> **Task item**
Each record must appear in the answer exactly as given.

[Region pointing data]
__________

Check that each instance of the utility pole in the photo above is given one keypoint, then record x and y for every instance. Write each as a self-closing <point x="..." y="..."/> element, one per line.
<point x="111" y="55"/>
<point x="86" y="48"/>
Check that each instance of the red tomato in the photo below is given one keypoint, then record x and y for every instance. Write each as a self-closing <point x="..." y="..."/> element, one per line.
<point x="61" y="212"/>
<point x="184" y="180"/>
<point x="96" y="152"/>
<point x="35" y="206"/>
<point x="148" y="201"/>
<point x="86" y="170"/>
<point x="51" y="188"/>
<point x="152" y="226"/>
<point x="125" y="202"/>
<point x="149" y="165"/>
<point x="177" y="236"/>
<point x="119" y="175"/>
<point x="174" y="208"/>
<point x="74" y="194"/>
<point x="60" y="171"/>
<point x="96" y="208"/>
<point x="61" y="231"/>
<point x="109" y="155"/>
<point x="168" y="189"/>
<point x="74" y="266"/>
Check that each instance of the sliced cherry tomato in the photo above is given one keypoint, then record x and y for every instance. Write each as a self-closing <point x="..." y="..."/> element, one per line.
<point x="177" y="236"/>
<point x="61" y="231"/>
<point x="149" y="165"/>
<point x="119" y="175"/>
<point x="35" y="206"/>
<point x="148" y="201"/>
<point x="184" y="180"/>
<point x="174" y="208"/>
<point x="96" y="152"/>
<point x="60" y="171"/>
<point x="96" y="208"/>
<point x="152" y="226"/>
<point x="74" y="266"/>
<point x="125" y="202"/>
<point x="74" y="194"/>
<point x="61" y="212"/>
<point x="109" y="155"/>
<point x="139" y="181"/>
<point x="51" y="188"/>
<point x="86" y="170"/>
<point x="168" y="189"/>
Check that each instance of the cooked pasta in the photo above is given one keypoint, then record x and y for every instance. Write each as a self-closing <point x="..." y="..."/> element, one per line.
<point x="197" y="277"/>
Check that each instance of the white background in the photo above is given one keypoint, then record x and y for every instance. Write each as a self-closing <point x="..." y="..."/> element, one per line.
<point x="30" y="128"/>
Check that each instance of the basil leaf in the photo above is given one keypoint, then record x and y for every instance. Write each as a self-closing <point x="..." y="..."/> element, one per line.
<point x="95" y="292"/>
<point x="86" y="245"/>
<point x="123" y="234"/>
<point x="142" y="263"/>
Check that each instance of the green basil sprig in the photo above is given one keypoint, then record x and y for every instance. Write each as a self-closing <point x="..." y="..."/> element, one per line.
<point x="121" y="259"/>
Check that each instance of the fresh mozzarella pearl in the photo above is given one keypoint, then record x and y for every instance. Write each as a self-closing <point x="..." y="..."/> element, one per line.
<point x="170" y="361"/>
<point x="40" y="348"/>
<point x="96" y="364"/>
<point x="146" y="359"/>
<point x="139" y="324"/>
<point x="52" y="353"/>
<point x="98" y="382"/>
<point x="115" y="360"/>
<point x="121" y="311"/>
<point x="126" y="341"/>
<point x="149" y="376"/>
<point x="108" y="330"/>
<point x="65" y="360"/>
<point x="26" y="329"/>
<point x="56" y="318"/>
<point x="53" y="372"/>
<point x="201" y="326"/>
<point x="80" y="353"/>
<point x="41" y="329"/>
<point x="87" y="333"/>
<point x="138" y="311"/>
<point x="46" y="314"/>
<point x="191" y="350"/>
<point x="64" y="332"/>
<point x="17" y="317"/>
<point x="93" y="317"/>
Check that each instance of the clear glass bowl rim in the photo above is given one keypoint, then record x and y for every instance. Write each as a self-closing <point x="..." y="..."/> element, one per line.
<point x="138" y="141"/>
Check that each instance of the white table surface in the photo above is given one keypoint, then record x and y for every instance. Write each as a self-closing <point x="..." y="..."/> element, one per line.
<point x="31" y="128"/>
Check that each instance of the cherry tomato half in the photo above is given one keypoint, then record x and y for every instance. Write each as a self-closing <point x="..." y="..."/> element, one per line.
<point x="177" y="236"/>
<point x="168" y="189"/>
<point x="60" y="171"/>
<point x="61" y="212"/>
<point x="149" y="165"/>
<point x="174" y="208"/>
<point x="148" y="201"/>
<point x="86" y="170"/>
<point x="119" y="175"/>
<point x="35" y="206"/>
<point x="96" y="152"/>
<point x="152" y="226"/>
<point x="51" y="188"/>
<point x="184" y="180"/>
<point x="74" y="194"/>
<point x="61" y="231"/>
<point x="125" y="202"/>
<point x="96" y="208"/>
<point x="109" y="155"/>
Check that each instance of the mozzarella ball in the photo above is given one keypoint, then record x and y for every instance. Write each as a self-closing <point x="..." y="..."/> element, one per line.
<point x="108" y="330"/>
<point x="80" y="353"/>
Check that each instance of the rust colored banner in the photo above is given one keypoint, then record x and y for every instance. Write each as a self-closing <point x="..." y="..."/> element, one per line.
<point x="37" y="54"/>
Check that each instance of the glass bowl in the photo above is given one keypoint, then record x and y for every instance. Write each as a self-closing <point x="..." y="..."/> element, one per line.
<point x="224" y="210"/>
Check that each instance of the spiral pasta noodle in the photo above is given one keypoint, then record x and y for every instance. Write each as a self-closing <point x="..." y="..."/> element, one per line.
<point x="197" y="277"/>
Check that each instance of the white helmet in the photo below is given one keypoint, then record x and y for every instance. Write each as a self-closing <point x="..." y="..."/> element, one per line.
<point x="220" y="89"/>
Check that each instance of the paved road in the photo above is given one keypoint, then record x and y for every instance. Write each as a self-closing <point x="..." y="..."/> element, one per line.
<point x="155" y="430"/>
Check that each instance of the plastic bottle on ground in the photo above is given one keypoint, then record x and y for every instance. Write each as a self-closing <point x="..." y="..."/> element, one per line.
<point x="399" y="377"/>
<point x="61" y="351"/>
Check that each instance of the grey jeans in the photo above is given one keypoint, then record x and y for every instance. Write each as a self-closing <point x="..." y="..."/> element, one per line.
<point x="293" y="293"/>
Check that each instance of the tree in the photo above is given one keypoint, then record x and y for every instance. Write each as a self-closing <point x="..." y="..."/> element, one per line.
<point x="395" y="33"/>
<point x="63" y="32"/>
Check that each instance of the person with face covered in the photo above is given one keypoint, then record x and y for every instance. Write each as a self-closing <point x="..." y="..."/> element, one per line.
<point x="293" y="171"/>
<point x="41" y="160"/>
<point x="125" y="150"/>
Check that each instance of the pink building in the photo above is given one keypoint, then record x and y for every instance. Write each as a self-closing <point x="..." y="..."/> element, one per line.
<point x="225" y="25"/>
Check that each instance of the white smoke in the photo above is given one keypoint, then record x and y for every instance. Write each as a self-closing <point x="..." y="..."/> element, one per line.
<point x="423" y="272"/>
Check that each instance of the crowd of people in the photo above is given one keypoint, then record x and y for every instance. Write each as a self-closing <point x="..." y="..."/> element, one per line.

__________

> **Answer**
Check that each instance of the utility pole in the photo above is given one keypoint, then record x and y for every instance. Write each as a self-closing <point x="..." y="..."/> element, one per line.
<point x="111" y="55"/>
<point x="86" y="48"/>
Check that each instance of the red tomato in the photo below is given one keypoint, then record x and y for every instance. Write each as a self-closing <point x="..." y="..."/> element, one per line.
<point x="61" y="212"/>
<point x="184" y="180"/>
<point x="96" y="152"/>
<point x="35" y="206"/>
<point x="148" y="201"/>
<point x="86" y="170"/>
<point x="51" y="188"/>
<point x="152" y="226"/>
<point x="125" y="202"/>
<point x="149" y="165"/>
<point x="177" y="236"/>
<point x="119" y="175"/>
<point x="174" y="208"/>
<point x="74" y="194"/>
<point x="60" y="171"/>
<point x="96" y="208"/>
<point x="61" y="231"/>
<point x="109" y="155"/>
<point x="168" y="189"/>
<point x="74" y="266"/>
Check that each instance of the sliced cherry tomato in the photo above is given one keypoint, then record x and y for every instance. Write each as a self-closing <point x="..." y="..."/> element, one per line.
<point x="177" y="236"/>
<point x="61" y="231"/>
<point x="149" y="165"/>
<point x="119" y="175"/>
<point x="35" y="206"/>
<point x="148" y="201"/>
<point x="184" y="180"/>
<point x="174" y="208"/>
<point x="96" y="152"/>
<point x="60" y="171"/>
<point x="96" y="208"/>
<point x="152" y="226"/>
<point x="74" y="266"/>
<point x="125" y="202"/>
<point x="74" y="194"/>
<point x="61" y="212"/>
<point x="109" y="155"/>
<point x="139" y="181"/>
<point x="51" y="188"/>
<point x="86" y="170"/>
<point x="168" y="189"/>
Check that each instance of the cooked pasta in the photo above is given one keypoint, then record x and y for every instance. Write each as a self-closing <point x="..." y="..."/> element, one per line.
<point x="197" y="277"/>
Check that each instance of the white background in the photo above is given one keypoint, then record x and y for every instance. Write each as a self-closing <point x="..." y="..."/> element, one per line.
<point x="30" y="128"/>
Check that each instance of the basil leaf in the photo above is given one keypoint, then record x and y for every instance. Write each as a self-closing <point x="..." y="..."/> element, one per line.
<point x="95" y="292"/>
<point x="86" y="245"/>
<point x="123" y="234"/>
<point x="142" y="263"/>
Check that each instance of the green basil sprig in the photo above is given one keypoint, then record x and y for every instance. Write each as a self-closing <point x="..." y="..."/> element, one per line.
<point x="121" y="259"/>
Check that each instance of the fresh mozzarella pearl in the photo above is given one keypoint, then record x and y for every instance. Write each as a self-closing <point x="..." y="..."/> element, one per line.
<point x="170" y="361"/>
<point x="40" y="348"/>
<point x="96" y="364"/>
<point x="146" y="359"/>
<point x="139" y="324"/>
<point x="52" y="353"/>
<point x="98" y="382"/>
<point x="115" y="360"/>
<point x="121" y="311"/>
<point x="126" y="341"/>
<point x="149" y="376"/>
<point x="108" y="330"/>
<point x="65" y="360"/>
<point x="26" y="329"/>
<point x="56" y="318"/>
<point x="53" y="372"/>
<point x="201" y="326"/>
<point x="80" y="353"/>
<point x="41" y="329"/>
<point x="87" y="333"/>
<point x="138" y="311"/>
<point x="46" y="314"/>
<point x="191" y="350"/>
<point x="64" y="332"/>
<point x="17" y="317"/>
<point x="93" y="317"/>
Check that each instance of the clear glass bowl rim in the photo above is given one keypoint, then record x and y for every instance. Write each as a self-closing <point x="..." y="..."/> element, one per line.
<point x="138" y="141"/>
Check that each instance of the white table surface in the photo above is given one keypoint, then record x and y for every instance. Write each as a self-closing <point x="..." y="..."/> element, one per line.
<point x="31" y="128"/>
Check that each instance of the cherry tomato half in the photo above is given one keypoint, then record x and y for every instance. Write each as a self-closing <point x="..." y="..."/> element, one per line.
<point x="177" y="236"/>
<point x="168" y="189"/>
<point x="60" y="171"/>
<point x="61" y="212"/>
<point x="149" y="165"/>
<point x="174" y="208"/>
<point x="148" y="201"/>
<point x="86" y="170"/>
<point x="119" y="175"/>
<point x="35" y="206"/>
<point x="96" y="152"/>
<point x="152" y="226"/>
<point x="51" y="188"/>
<point x="184" y="180"/>
<point x="74" y="194"/>
<point x="61" y="231"/>
<point x="125" y="202"/>
<point x="96" y="208"/>
<point x="109" y="155"/>
Check that each instance of the mozzarella ball in the photo above is given one keypoint, then record x and y for every instance. Write each as a self-closing <point x="..." y="..."/> element, one per line.
<point x="108" y="330"/>
<point x="80" y="353"/>
Check that each instance of the rust colored banner in the photo above is given one keypoint, then record x and y for every instance. Write each as a self-closing <point x="..." y="..."/> element, one per line.
<point x="37" y="54"/>
Check that each instance of the glass bowl in the photo above is given one keypoint, then record x and y for every instance. Write each as a self-closing <point x="..." y="..."/> element, one per line.
<point x="224" y="210"/>
Check that each instance of the spiral pasta noodle in the photo above is given one keypoint, then record x and y for every instance. Write each as a self-closing <point x="..." y="..."/> element, one per line.
<point x="197" y="277"/>
Check that each instance of the white helmet in the photo below is given one keypoint, then record x and y for every instance. Write each as a self-closing <point x="..." y="..."/> element, one per line.
<point x="220" y="89"/>
Check that each instance of the paved road in the photo above is given one keypoint, then record x and y for every instance. Write each as a self-closing <point x="..." y="..."/> element, one per line.
<point x="155" y="430"/>
Check that each instance of the plastic bottle on ground in the photo above is given one keypoint, then record x and y for every instance. Write each as a self-closing <point x="..." y="..."/> element, one per line.
<point x="399" y="377"/>
<point x="61" y="351"/>
Check that each instance of the grey jeans in the photo above is given one keypoint, then record x and y for every instance. Write each as a self-closing <point x="..." y="..."/> element, one per line.
<point x="293" y="293"/>
Check that each instance of the tree in the photo above is given one keypoint, then record x and y for every instance. Write each as a self-closing <point x="..." y="..."/> element, one per line.
<point x="395" y="33"/>
<point x="63" y="32"/>
Check that each instance of the person with face covered in the photo above is given one keypoint, then record x and y for every instance. Write each as a self-closing <point x="..." y="..."/> element, one per line.
<point x="293" y="171"/>
<point x="41" y="160"/>
<point x="125" y="150"/>
Check that each instance of the pink building in the photo above is given one keypoint, then record x and y for every instance. Write each as a self-closing <point x="..." y="..."/> element, one per line.
<point x="225" y="25"/>
Check that each instance of the white smoke in the photo above is given one keypoint, then record x and y for every instance. Write each as a self-closing <point x="..." y="..."/> element, one per line.
<point x="423" y="272"/>
Check that each instance of the crowd of people in the photo above is given one keypoint, then record x and y for every instance. Write each as a self-closing <point x="..." y="..."/> element, one per line.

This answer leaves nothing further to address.